• **SELECTED EXTRACT**

_ _ _ _

Posted: 1/19/22 at 9:34am

2 hours??? Holy crap! Every time I learn something new about this production it makes me equally more excited and more perplexed. I have a love-hate relationship with this play, so I'm VERY curious to see how it plays cut down to 2 only hours. That's a full 1h45m shorter than the most recent Broadway production. 

Tom-497
#7Has anyone seen “Long Day’s Journey into Night” with Elizabeth Marvel et al.?
Posted: 1/20/22 at 12:44am

SPOILERS THROUGHOUT

 

 

I saw this evening's performance (second preview, I think). Even apart from the normal weaknesses of an early preview, I found it quite bad.

The update to August 2020 is extremely unconvincing. The jump forward more than 100 years from the original setting leads to such absurdities as a 21st-century New Yorker going on about visiting a whorehouse where one of the prostitutes plays piano in the parlor. Similarly (if my math is right), in this production Mary Tyrone would have been born in the mid to late 1960s, and yet she notes how -- in what would have been the late 1970s or early 1980s -- actors were rather poorly thought of in society. In fact, Mary's whole deeply Catholic character, nostalgic for a more innocent, spiritual girlhood in a convent, becomes nonsensical in this new context.

I can think of almost nothing positive to say about this production, but it did at least make me realize how successfully, and with what particularity, O'Neill recreated the concerns and patterns of speech of one family on a summer day in 1912 -- the dialog seldom rings even remotely true when placed in 2020. And, at around 2 hours, the show feels twice as long. (Which I guess could be intentional, given the title, but I doubt it.)

_ _ _ _

• **WORK INSTRUCTION 1**
Answer these questions about the forum posts on the production of "Long Day's Journey into Night":
(a) How much shorter is this production than the most recent Broadway production?
(b) To what month and year has the production moved the play's setting?
(c) In what year was the summer day that O'Neill originally depicted?
• **WORK INSTRUCTION 2**
Extend the forum posts about the production of "Long Day's Journey into Night" with another paragraph that picks up after the final sentence.

_ _ _ _

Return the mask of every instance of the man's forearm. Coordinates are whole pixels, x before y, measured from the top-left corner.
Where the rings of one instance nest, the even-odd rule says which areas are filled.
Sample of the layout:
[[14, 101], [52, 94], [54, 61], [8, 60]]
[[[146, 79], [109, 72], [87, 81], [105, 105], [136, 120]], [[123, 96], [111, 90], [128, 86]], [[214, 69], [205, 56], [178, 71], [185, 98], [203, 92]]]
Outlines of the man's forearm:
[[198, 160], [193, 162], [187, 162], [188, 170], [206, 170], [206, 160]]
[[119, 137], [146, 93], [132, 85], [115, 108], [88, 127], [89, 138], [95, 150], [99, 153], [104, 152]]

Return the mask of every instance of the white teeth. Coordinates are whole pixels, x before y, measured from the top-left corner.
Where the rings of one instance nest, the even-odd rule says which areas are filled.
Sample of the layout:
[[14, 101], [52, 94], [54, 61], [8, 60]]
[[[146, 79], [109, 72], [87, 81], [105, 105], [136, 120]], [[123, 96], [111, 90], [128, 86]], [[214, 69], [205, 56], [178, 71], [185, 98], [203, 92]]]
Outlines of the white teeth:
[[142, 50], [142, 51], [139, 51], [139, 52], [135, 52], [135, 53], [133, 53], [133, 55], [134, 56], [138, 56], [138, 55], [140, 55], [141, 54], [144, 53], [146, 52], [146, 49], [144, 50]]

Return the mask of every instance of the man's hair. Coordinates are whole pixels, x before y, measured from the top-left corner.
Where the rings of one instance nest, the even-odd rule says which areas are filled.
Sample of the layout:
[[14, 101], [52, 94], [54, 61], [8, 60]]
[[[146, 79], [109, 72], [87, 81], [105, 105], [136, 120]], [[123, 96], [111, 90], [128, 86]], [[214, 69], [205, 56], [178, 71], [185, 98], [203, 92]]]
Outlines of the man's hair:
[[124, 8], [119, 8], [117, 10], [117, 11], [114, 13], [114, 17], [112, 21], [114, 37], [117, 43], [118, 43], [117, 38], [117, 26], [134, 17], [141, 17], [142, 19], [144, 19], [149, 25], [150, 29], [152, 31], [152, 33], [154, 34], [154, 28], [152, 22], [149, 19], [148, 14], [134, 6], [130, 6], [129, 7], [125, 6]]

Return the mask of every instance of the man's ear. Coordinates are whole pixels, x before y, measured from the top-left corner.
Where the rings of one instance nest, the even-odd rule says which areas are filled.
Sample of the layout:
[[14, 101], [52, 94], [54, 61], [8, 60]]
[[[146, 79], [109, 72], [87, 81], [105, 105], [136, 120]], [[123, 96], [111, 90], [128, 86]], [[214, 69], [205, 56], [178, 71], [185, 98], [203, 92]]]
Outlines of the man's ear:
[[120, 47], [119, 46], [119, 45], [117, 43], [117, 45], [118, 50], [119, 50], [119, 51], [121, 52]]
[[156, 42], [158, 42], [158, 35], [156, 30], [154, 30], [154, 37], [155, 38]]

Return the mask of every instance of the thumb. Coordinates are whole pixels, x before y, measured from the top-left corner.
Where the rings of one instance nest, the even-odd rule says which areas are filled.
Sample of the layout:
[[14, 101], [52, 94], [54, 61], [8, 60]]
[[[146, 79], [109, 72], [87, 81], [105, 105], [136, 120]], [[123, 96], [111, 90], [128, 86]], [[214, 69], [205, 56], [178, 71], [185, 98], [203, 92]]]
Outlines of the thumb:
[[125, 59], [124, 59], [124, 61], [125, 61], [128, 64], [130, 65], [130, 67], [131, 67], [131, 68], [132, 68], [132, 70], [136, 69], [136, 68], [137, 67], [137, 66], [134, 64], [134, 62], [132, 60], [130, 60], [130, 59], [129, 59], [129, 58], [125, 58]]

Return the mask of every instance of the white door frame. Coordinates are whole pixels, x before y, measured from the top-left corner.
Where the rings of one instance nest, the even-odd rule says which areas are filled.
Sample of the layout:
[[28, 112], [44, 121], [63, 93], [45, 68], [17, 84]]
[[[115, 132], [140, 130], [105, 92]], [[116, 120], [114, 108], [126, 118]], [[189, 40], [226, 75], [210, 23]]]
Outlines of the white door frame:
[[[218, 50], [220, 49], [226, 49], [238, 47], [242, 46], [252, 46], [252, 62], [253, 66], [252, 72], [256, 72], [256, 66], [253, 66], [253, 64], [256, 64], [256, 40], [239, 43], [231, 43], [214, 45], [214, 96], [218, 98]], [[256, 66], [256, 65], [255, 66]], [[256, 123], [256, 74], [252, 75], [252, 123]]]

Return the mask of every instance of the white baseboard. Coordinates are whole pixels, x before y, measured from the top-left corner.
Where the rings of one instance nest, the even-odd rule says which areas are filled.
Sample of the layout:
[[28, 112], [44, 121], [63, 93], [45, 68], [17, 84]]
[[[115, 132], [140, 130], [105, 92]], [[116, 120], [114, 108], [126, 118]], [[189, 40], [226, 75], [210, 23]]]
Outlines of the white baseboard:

_ _ _ _

• **RESPONSE BOX 1**
(a) A full 1 hour 45 minutes.
(b) August 2020.
(c) 1912.

• **RESPONSE BOX 2**
Next, for the sake of "relevancy," add in Covid, and you get, along with a lot of other foolishness, what to me was by far the worst moment of the production. When the tubercular Edmund starts hacking away, his father screams, "Stop coughing!" and leaps terrified from his seat to the far side of the stage. And Edmund then puts on a mask. This struck me as idiotic in itself and even more ridiculous given that -- in the depths of the pandemic -- the father and both sons have been out barhopping (on Long Island, rather than in Connecticut, it seemed to me, given the copy of Newsday that appears at one point).

Other bad, ham-fisted, and/or pointless aspects of this production:

- we see Mary actually shooting up (4 separate times, if I recall)

- we get quaintly psychedelic projections to indicate that Mary is high

- we also get one set of projections that reminded me a lot of the Haunted House ride at Disneyland (to be fair, these actually looked pretty attractive)

- the times of day are projected (not too large or obtrusively); the first one says something like, "8:30 a.m." and the last very helpfully says, "Night."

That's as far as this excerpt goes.